Blocco di testo:
Tralasciando l’enorme lavoro scenografico e illuminotecnico dell’intera mostra e le scene tratte dai film sul fondo di ogni stanza (elementi che rendono la visita alla mostra un’esperienza a tutti gli effetti), soffermiamoci sulla stanza PARA BELLVM, e più in particolare sull’estetica contemporanea della guerra, nella mostra, tra le più mondane del momento, VITA DVLCIS al Palazzo delle Esposizioni.
Nel suo libro Interregno – Iconografie del XXI secolo, Mattia Salvia, nel capitolo Netflix & kill, pone l’attenzione su come si sia modificata, negli ultimi vent’anni, la nostra fruizione della guerra. Essa è stata sempre interessata dalla curiosità popolare, dall’estasi dei comandanti eroici che dopo la vittoria di una importante battaglia, passava di bocca in bocca in tutte le classi della società, attraverso l’orgoglio così come, in altri casi, la paura. Qualcosa si trasforma in modo estremamente critico, però, con le tecnologie che inaugurano la società di massa, implodendo, nel suo acme, durante la Prima Guerra del Golfo, in quel «predominio della visione sulla presenza» di cui parlava Jean Baudrillard. La guerra stava sempre di più acquisendo caratteristiche estetiche, non tanto attraverso i vecchi e nuovi archi trionfali a guerra terminata, ma le stava acquisendo nel suo farsi, nel divenire immagine quotidiana depotenziata, trasformata e tradotta dai vari soggetti presenti nel processo di creazione e trasmissione.
Trenta anni più tardi la fruizione della guerra è ancor più esasperata, come ci dimostra quella contemporanea in Ucraina, tra dirette YouTube come quella sulla pericolosa battaglia nella centrale nucleare di Zaporižžja, vista da più di 80.000 spettatori, canali Reddit che testimoniano giorno per giorno la guerra, al pari di come si farebbe con una serie televisiva a puntate, brendizzazioni (questa è la prima volta che è possibile comprare t-shirt, tazze, calamite e quant’altro che riguardano un fenomeno bellico contemporaneo, per dimostrare il proprio tifo, al pari di come si fa con le manifestazioni sportive) e ancora slogan, mitologie artificiali e contemporanee, guerre di meme sui social tra profili ufficiali di organizzazioni governative, eccetera, eccetera, eccetera. C’è anche, se vogliamo dirla tutta, una linea comica nell’immenso dramma bellico, così com’è tipico trovarla nelle serie tv contemporanee: numerosi video di buffi contadini ucraini che trovano mezzi militari abbandonati dai russi e li prendono trainandoli con i loro trattori.

[Record archiviati]

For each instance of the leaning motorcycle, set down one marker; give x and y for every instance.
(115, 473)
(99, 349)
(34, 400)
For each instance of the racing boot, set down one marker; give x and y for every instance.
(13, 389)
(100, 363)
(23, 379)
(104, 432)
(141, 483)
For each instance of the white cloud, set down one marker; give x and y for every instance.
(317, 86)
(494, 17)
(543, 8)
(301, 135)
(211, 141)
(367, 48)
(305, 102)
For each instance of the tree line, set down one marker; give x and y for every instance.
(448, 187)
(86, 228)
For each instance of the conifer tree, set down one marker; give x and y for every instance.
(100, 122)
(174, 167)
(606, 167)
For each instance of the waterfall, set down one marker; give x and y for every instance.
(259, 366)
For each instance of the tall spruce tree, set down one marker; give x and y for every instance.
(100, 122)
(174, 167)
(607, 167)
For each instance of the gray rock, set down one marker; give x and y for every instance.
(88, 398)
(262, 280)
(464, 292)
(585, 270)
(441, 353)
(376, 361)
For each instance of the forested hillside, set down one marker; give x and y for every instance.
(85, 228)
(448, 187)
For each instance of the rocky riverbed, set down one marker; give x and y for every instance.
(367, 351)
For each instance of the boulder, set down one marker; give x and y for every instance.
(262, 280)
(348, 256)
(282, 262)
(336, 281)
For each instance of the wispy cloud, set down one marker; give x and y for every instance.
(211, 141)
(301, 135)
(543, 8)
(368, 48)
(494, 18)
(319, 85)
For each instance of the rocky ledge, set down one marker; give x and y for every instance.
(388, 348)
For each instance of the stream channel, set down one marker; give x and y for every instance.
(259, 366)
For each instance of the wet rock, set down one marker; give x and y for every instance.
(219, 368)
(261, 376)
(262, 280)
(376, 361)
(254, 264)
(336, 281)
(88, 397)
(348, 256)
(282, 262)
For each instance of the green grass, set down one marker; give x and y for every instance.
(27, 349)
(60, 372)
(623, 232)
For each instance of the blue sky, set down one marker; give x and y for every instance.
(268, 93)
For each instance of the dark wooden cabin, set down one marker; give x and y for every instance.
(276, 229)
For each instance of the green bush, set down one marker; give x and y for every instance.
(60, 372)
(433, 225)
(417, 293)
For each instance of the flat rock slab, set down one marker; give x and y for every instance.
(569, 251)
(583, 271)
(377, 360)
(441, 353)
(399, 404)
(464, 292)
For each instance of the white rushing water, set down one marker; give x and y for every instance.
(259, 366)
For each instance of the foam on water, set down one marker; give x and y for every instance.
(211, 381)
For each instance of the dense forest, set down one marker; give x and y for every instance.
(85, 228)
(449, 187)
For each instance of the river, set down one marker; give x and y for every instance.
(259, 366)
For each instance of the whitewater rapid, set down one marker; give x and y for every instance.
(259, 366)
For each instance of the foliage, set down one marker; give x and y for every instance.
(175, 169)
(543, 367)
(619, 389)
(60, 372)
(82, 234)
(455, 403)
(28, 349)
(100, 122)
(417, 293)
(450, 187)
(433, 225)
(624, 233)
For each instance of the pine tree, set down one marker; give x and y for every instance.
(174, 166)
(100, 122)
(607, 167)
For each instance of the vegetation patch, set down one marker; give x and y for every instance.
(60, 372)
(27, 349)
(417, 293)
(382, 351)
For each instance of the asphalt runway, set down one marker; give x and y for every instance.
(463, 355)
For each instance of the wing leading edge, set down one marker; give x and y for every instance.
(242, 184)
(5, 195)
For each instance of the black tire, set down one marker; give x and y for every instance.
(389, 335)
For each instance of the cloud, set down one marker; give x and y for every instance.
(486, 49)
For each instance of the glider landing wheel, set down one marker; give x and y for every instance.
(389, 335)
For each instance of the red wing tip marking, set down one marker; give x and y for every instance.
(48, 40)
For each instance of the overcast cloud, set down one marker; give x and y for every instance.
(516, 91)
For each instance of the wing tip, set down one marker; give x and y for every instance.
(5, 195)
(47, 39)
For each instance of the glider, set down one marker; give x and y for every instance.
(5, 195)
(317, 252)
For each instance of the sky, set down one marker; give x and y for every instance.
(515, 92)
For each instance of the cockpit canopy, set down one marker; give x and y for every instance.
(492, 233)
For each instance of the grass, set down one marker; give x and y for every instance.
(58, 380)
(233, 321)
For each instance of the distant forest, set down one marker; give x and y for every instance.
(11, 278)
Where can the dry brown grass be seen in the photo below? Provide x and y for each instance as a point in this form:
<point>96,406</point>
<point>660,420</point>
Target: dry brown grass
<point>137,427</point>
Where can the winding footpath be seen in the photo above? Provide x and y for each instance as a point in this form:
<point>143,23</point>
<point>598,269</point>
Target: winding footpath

Consegna 1:
Secondo il testo sull'estetica della guerra, in quale capitolo del libro Interregno Mattia Salvia parla della nostra fruizione della guerra?
Consegna 2:
Elenca gli oggetti che, secondo il testo sull'estetica della guerra, è possibile comprare per dimostrare il proprio tifo in un fenomeno bellico contemporaneo.
Consegna 3:
Per favore, trascrivi dal testo sull'estetica della guerra tutto ciò che va da "Tralasciando l’enorme lavoro" fino a "Palazzo delle Esposizioni.".

Risultato 1:
Nel capitolo Netflix & kill.

Risultato 2:
T-shirt, tazze, calamite.

Risultato 3:
Tralasciando l’enorme lavoro scenografico e illuminotecnico dell’intera mostra e le scene tratte dai film sul fondo di ogni stanza (elementi che rendono la visita alla mostra un’esperienza a tutti gli effetti), soffermiamoci sulla stanza PARA BELLVM, e più in particolare sull’estetica contemporanea della guerra, nella mostra, tra le più mondane del momento, VITA DVLCIS al Palazzo delle Esposizioni.